MEMBANGUN IMPIAN DENGAN FISIKA

Meski setiap siswa SMU dan mahasiswa eksakta pernah mendapat pelajaran fisika, namun fisika sebagai bidang ilmu dan lembaganya belum banyak dikenal. Akibatnya, seperti pemeo tak kenal maka tak sayang. Lebih lanjut, hanya sekitar sepuluh sampai dua puluh persen dari mahasiswa jurusan fisika yang mengambil fisika sebagai pilihan pertama saat tes masuk perguruan tinggi! Itu terjadi pada jurusan fisika di hampir semua universitas di tanah air.

SOAL LATIHAN 1:
Jawablah pertanyaan berikut berdasarkan kutipan teks tentang fisika di atas.
(a) Siapa saja yang pernah mendapat pelajaran fisika?
(b) Pemeo apa yang dikutip dalam kutipan teks?
(c) Berapa persen mahasiswa jurusan fisika yang mengambil fisika sebagai pilihan pertama saat tes masuk perguruan tinggi?
SOAL LATIHAN 2:
Terjemahkan kalimat dari kutipan teks berikut ke dalam bahasa Inggris: "Itu terjadi pada jurusan fisika di hampir semua universitas di tanah air."
Entri di bawah ini tidak berhubungan dengan kutipan teks di atas.

INFORMASI TEREKSTRAKSI:
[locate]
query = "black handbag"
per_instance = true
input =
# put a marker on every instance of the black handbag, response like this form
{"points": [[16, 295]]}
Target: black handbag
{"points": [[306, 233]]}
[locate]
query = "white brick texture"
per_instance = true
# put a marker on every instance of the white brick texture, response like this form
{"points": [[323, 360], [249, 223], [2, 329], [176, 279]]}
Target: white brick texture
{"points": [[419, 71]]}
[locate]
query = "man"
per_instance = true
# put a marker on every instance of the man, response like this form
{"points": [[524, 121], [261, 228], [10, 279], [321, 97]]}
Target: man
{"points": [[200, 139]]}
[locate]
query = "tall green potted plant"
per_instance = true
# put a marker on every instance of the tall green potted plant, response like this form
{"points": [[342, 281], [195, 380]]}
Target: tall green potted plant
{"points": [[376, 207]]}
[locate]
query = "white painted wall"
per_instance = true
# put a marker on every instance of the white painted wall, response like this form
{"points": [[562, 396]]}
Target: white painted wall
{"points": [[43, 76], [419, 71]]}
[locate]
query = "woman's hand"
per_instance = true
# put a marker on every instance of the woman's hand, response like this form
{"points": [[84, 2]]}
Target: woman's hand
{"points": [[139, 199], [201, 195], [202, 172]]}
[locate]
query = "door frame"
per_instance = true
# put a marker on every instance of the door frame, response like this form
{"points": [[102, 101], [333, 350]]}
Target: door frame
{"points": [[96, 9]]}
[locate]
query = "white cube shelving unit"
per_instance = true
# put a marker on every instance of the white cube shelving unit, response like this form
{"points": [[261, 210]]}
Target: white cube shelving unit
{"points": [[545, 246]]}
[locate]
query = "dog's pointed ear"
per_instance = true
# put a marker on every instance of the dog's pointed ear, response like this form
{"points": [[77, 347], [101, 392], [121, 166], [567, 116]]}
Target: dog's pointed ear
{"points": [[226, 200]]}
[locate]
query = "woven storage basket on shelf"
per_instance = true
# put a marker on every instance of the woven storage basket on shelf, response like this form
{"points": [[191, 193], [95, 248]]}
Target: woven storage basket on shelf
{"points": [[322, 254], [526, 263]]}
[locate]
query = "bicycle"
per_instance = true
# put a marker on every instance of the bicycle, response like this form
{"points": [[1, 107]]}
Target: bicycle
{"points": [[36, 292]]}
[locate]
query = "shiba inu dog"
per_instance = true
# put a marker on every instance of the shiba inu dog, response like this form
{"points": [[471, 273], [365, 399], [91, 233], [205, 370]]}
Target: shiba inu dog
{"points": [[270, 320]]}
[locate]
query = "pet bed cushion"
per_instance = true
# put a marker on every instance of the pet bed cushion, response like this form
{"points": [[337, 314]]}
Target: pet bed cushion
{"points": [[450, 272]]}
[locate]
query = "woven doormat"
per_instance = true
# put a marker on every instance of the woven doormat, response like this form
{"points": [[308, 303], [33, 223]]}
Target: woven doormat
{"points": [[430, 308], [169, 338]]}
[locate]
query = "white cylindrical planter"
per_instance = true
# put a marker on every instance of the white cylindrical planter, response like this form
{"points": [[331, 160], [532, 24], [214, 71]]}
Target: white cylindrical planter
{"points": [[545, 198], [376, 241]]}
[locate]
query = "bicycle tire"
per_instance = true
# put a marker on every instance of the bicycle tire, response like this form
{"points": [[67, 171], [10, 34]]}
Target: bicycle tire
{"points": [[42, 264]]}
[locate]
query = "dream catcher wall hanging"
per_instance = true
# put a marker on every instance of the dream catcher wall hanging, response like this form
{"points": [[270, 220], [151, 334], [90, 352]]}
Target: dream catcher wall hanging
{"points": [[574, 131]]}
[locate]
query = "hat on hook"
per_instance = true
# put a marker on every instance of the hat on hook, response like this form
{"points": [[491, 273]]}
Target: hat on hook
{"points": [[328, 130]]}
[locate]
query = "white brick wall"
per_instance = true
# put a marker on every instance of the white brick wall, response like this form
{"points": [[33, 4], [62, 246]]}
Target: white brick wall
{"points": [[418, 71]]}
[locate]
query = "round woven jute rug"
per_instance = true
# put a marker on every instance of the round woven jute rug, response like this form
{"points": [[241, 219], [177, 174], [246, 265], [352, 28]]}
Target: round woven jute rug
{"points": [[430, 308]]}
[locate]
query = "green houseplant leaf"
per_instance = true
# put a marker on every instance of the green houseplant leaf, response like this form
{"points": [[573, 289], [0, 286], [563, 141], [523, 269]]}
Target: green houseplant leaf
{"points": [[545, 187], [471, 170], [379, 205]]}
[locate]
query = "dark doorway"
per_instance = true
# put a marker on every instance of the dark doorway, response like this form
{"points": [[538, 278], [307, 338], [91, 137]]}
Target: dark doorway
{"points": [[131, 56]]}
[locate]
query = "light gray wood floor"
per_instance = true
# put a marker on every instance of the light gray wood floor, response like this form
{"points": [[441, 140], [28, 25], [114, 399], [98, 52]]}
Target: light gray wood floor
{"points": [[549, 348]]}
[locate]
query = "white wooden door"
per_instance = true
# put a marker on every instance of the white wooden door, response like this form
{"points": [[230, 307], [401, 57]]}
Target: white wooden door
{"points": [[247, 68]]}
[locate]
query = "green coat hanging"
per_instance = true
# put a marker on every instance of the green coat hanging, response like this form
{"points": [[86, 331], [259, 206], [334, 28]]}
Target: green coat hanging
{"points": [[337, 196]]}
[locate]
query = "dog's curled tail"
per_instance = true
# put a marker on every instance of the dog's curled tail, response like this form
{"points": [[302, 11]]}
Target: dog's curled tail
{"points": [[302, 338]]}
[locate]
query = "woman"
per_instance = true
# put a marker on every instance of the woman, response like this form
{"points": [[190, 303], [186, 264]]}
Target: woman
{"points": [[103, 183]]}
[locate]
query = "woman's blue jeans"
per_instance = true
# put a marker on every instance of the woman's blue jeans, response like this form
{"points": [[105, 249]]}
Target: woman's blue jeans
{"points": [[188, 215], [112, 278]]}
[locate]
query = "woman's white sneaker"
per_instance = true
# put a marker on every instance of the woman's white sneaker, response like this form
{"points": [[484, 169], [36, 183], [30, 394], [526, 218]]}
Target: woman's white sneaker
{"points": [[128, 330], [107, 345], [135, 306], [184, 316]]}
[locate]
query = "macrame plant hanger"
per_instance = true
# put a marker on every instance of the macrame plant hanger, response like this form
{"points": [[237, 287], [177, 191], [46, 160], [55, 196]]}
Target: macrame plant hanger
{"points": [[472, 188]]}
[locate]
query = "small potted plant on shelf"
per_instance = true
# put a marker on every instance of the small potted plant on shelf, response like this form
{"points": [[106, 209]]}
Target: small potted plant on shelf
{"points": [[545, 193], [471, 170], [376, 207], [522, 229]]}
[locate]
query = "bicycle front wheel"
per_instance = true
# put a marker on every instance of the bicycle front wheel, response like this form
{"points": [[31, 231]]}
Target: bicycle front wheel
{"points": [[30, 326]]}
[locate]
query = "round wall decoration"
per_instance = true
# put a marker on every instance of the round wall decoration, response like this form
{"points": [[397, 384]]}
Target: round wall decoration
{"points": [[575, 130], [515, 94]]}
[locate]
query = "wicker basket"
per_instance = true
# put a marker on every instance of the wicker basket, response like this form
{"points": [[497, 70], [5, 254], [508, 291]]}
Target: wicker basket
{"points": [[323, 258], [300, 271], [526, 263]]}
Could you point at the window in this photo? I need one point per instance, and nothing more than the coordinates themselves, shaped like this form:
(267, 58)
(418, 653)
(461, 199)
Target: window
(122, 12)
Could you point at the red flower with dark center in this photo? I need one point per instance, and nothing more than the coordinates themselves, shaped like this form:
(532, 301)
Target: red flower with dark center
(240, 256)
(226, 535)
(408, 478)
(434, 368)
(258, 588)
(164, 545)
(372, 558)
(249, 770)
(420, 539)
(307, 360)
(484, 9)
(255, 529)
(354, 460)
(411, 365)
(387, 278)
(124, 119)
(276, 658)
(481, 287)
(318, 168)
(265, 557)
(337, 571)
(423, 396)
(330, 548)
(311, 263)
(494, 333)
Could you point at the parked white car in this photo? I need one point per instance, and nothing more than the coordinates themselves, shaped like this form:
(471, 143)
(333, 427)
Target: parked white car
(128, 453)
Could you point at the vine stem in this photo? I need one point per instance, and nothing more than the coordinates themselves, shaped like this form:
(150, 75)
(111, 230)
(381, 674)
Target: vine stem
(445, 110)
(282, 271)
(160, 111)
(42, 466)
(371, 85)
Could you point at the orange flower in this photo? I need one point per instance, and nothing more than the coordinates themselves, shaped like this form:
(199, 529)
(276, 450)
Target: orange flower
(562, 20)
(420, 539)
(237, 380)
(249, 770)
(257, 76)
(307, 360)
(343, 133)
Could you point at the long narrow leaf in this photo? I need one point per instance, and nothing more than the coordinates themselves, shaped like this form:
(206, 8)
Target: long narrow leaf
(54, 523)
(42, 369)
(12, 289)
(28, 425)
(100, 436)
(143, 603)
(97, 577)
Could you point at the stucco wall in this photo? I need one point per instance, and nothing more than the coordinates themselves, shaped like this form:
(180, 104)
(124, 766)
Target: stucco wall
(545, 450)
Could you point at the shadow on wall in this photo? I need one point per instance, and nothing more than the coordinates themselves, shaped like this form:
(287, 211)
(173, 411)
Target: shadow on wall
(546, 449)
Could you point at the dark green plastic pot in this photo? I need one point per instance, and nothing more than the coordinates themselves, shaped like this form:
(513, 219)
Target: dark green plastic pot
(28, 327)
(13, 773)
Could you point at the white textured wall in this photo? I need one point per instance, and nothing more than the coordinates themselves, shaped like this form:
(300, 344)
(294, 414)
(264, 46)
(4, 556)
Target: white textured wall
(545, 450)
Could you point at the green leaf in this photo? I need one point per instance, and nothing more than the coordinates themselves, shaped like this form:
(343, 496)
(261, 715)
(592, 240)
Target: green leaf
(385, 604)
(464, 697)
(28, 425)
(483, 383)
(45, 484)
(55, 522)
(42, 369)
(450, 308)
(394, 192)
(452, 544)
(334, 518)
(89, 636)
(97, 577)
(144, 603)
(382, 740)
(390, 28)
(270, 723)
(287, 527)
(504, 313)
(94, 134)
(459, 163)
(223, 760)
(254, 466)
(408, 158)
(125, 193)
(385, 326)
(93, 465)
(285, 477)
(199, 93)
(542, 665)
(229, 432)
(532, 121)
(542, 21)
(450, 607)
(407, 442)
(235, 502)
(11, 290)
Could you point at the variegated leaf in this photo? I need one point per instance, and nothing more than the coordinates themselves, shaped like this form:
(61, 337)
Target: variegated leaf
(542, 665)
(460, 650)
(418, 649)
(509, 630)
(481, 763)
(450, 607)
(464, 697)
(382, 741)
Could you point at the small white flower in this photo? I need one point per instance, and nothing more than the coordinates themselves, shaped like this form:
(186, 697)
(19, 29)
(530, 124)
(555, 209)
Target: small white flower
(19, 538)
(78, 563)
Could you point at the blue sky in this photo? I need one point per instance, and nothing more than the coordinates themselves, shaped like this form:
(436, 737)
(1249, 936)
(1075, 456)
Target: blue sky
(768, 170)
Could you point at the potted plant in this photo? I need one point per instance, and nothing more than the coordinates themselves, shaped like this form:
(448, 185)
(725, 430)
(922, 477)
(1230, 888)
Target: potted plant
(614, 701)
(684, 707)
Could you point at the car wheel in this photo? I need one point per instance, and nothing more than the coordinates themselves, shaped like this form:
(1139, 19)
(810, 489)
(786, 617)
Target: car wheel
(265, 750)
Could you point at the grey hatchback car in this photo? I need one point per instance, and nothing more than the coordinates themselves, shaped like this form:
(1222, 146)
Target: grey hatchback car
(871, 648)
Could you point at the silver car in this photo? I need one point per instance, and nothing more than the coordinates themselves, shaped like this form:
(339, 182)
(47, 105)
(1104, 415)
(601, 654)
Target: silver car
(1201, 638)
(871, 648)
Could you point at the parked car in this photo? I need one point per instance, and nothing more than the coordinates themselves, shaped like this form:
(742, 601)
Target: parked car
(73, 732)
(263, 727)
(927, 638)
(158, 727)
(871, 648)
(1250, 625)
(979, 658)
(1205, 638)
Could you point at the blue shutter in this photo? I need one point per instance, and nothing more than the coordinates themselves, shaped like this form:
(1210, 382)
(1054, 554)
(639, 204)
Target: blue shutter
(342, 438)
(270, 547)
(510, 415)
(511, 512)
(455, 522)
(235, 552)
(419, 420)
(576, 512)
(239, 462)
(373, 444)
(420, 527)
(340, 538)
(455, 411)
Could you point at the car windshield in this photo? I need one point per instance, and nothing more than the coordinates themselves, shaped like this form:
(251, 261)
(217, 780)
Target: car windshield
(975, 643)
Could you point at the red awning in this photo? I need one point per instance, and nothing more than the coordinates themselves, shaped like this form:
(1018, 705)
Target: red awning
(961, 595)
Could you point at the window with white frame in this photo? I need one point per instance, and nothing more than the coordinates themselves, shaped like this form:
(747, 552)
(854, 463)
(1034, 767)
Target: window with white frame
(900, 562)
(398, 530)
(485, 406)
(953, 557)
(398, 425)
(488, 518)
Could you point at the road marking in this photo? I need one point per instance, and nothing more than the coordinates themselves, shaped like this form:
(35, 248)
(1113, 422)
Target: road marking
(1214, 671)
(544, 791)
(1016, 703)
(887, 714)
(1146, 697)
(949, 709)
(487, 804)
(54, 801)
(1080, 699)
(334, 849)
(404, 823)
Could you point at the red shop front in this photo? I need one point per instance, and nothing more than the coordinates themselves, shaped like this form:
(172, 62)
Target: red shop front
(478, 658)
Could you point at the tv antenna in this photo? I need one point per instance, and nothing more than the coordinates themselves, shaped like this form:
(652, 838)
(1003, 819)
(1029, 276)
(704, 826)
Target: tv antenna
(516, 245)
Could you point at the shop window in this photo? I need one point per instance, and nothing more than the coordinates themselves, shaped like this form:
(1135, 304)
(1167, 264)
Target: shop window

JAWABAN LATIHAN 1:
(a) Setiap siswa SMU dan mahasiswa eksakta.
(b) Tak kenal maka tak sayang.
(c) Sekitar sepuluh sampai dua puluh persen.

JAWABAN LATIHAN 2:
That happens in the physics departments of almost all universities in the country.